## Jobs
**A.** In the article on the oil price fall, replace "political implications" with "geopolitical consequences" and give everything from "by Nick Butler" down to "world, appears tomorrow.".
**B.** Recast the paragraph beginning "If it ever reflected the truth" in the article on the oil price fall as a short bulleted list that keeps its main facts.
======== Text block
Excess supply meets static demand

Investors face rude awakening as Saudi oil power challenged 

by Nick Butler

Mon 20 Oct 2014

This is the first of two articles on the oil price fall. The second, on the political implications around the world, appears tomorrow.

The 25% oil price fall in less than three months is exceptional. In a politically driven market, many people believe a political decision by someone, somewhere must have forced prices down. The most popular conspiracy theory is that the US and Saudi Arabia have combined to take money away from their major enemies – Russia and Iran – and bring them to the negotiating table to sort out a deal, respectively, on Ukraine and Iran’s nuclear ambitions.

This notion has some plausibility – but I don’t believe it. The reality is more prosaic. As I have been saying for well over a year, excess supply continues to chase static demand. The result is falling prices. And this may well continue.

The interesting question is what happens next. That’s down to the Saudis. The risk for the whole industry, and for many countries dependent on oil revenues, is that Saudi Arabia may have lost control of the market. Prices could go a good deal lower with wide and mostly negative consequences, starting with more regional instability and a cutback in investment which can only feed the next cycle.

We tend to have a mental image of Saudi Arabia from the 1970s and 1980s: a fabulously wealthy country with a tiny population sitting on a sea of oil, staffed by brilliant technocrats who can set the world price by adjusting output and exports at will. This power supposedly gives Saudi Arabia not just enormous revenues but also US protection in a dangerous world.

If it ever reflected the truth, this image is now wrong in almost every respect. Saudi rulers are struggling in the face of dissent across the Middle East. The population is now almost 30 million, up from 5.7 million in 1970. The technocrats have failed to develop an industrial economy or to find gas to provide local power. Domestic oil demand keeps on rising. 30 million Saudis now use as much oil (3m barrels per day) as 203 million Brazilians.

The Saudis may no longer be in any position to reverse the price fall. The danger of the trend since June is that, with each step downwards, other producers tend to increase short-term production to maximise much-needed revenue. Any field which can produce a bit more is pushed a little harder; normal maintenance schedules are postponed, and so on. The price drop over the last three months has not generated any fall in production.

On the basis of standard economic theory, a fall in prices should stimulate demand. But the oil market is a special place where production costs are much disguised by consumer taxes or subsidies. We are not likely to see a dramatic demand effect as a result of what has happened — not least because in the US, Europe and Japan, oil demand is in structural decline.
================
======== Given records
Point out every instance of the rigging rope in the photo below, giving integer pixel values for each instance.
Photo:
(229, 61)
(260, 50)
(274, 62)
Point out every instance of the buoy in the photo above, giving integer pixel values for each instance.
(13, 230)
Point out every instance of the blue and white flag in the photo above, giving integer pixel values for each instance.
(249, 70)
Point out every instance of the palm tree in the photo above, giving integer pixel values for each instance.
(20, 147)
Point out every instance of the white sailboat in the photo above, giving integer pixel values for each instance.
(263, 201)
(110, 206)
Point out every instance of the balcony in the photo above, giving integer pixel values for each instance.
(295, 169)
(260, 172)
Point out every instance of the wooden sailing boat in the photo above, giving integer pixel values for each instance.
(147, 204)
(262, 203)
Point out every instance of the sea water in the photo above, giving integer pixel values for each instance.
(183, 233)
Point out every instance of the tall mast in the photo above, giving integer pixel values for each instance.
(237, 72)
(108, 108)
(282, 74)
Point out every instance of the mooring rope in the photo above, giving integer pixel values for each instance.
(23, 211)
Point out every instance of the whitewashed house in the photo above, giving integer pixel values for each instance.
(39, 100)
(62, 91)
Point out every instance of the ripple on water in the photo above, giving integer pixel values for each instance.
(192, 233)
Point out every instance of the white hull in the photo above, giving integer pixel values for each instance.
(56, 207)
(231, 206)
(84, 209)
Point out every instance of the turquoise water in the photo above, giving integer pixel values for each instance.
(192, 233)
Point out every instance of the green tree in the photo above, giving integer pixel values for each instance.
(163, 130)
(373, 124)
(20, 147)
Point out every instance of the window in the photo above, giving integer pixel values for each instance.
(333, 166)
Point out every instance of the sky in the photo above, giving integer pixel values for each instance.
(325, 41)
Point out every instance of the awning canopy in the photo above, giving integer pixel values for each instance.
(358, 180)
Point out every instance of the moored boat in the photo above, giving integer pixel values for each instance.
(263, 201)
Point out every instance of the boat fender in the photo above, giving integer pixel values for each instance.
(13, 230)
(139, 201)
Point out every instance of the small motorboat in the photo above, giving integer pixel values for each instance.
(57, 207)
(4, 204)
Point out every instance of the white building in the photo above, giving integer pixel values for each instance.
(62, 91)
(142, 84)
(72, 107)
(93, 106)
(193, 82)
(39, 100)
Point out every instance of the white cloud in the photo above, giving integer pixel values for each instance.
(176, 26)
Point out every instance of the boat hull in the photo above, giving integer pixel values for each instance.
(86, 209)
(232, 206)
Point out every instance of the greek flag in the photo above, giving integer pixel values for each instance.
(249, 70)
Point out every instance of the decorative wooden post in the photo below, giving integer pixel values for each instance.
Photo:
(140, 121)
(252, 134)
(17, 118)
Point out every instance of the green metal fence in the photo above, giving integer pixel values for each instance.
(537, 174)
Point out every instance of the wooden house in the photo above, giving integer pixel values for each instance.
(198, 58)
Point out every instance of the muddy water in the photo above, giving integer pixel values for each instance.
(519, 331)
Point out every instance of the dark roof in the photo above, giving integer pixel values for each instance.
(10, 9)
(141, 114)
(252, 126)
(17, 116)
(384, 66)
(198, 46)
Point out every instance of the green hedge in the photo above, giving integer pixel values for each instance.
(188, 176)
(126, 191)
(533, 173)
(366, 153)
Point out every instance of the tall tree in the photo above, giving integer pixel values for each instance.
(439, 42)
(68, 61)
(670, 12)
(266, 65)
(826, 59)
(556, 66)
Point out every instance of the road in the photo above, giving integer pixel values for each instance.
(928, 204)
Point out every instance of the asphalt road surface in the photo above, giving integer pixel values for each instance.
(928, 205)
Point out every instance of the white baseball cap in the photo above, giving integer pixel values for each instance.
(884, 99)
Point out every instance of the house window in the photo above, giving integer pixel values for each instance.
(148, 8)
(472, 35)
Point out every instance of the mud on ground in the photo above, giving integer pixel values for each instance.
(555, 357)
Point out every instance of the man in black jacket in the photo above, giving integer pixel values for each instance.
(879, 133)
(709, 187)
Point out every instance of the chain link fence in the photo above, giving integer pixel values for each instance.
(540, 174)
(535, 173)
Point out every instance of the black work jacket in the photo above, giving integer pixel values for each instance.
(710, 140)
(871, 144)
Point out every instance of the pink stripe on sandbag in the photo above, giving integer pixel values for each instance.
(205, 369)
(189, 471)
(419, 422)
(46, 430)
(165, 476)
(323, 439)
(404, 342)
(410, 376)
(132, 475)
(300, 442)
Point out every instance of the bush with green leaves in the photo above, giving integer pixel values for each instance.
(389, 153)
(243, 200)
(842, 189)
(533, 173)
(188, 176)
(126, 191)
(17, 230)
================
## Response list
**A.**
by Nick Butler

Mon 20 Oct 2014

This is the first of two articles on the oil price fall. The second, on the geopolitical consequences around the world, appears tomorrow.

**B.**
- The image of Saudi Arabia is now wrong in almost every respect.
- Saudi rulers are struggling with dissent across the Middle East.
- The population is almost 30 million, up from 5.7 million in 1970.
- The technocrats have failed to build an industrial economy or to find gas for local power.
- Domestic oil demand keeps rising. 30 million Saudis use 3m barrels per day, as much as 203 million Brazilians.